Text passage:
↓

Who’s winning in North East Fife, the most marginal constituency in the UK?

The SNP and Liberal Democrats are throwing everything at the seat with a famous two-vote margin. 

By Ailbhe Rea

When I arrive in the beautiful, remote constituency of North East Fife for tea with the local Liberal Democrat candidate, she is apologetic. “We might have to rush,” Wendy Chamberlain explains, “because CNN is here.” 

And sure enough, when I join her as she knocks doors on the quaint residential streets of St Andrews, we are followed by a TV crew. With a large team of eager canvassers, a 50:50 parliament tote bag swinging over her arm and a big smile on her face, Chamberlain has to walk up the same driveway several times, to help the cameramen get the right shot. “I’m glad I took amateur dramatics as a wee’un,” she murmurs to me. This isn’t the only TV crew to have been here in recent days. 

Later, a vaguely familiar face joins our group, notebook in hand: it’s Hugo Rifkind from the Times, here with a cameraman. “I’m feeling terribly unoriginal,” he jokes as he discovers he is far from the only journalist in this corner of north east Scotland. It’s a terribly mediagenic choice, North East Fife, and not just because of the allure of St Andrews, famed for its golfing, beaches, and the university where Prince William met Kate Middleton. There’s a memorable tagline for this constituency: at the last election, the SNP beat the Liberal Democrats by only two votes, making this the most marginal constituency in the UK.

↑

Problem to work on: In the North East Fife article, by how many votes did the SNP beat the Liberal Democrats at the last election?

Data lines:
↓

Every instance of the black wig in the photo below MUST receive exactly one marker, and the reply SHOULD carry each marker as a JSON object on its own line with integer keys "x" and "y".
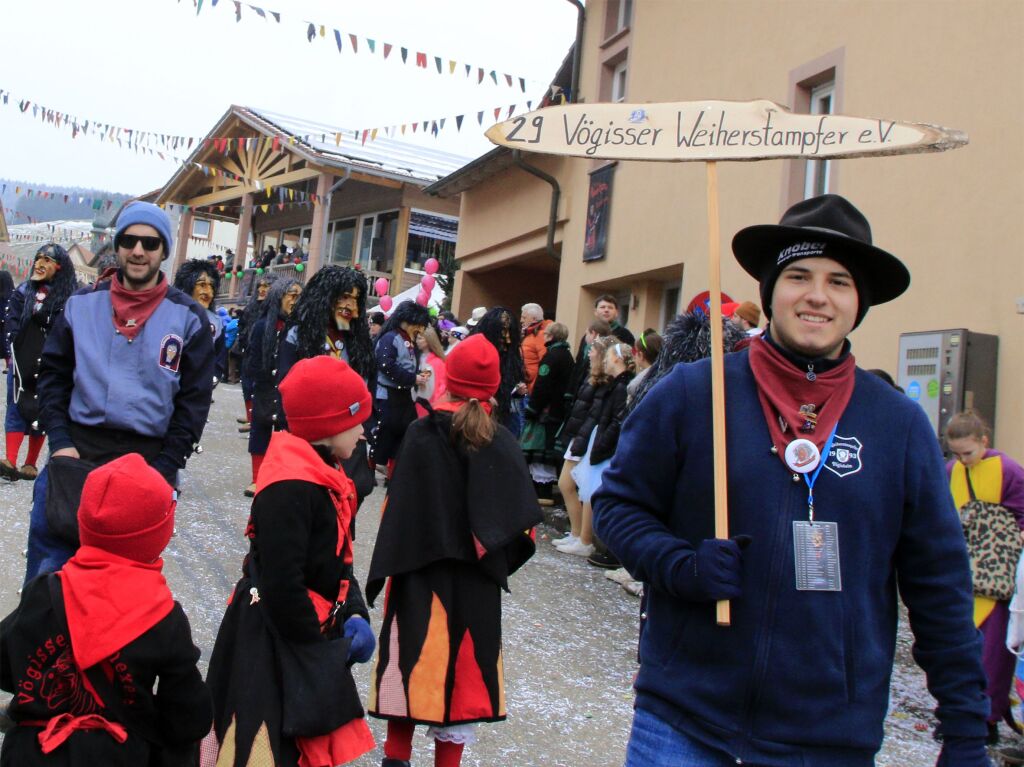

↑

Written response: Two votes.